» DATA LISTING
____

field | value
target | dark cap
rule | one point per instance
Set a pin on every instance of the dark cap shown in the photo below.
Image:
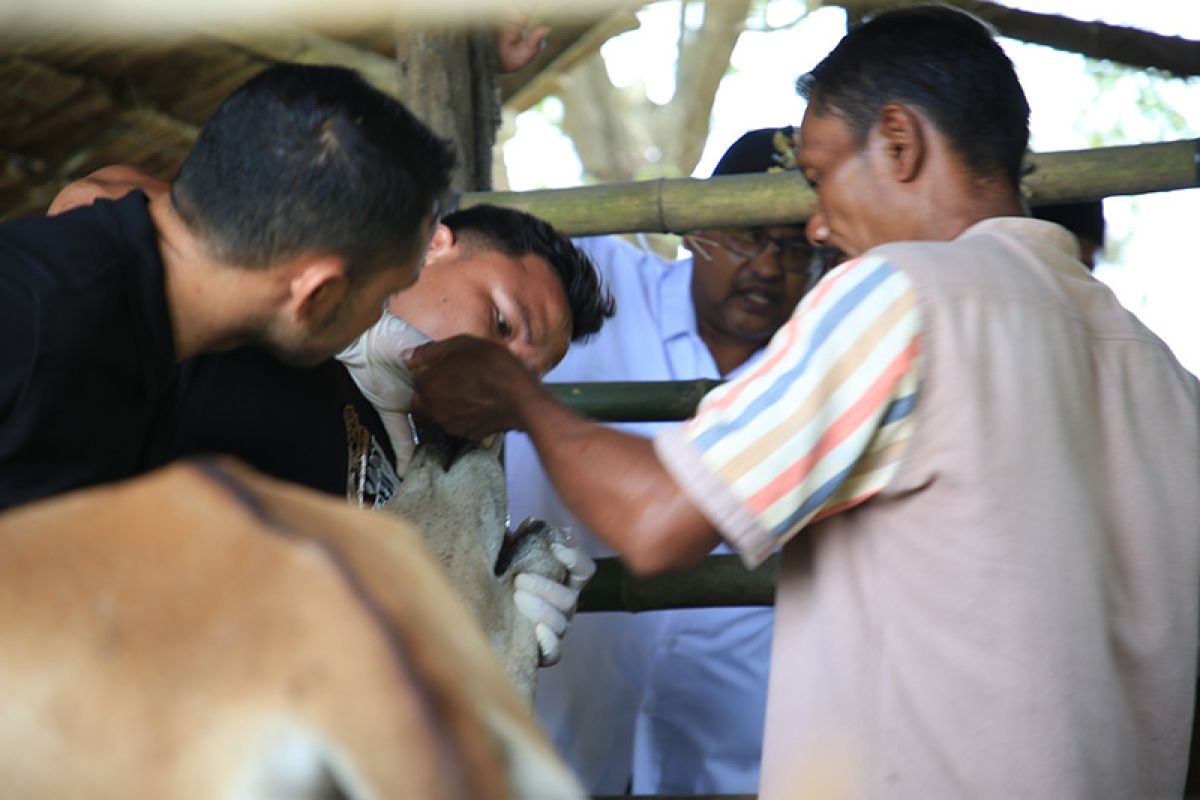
(766, 150)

____

» DIRECTIONS FOR THIS TASK
Write out the records again, swapping every "dark cap" for "black hat" and changing nothing else. Leave the pictures out.

» ANSWER
field | value
target | black hat
rule | one point per instance
Set a pin on every instance of the black hat shown in the photo below.
Image:
(766, 150)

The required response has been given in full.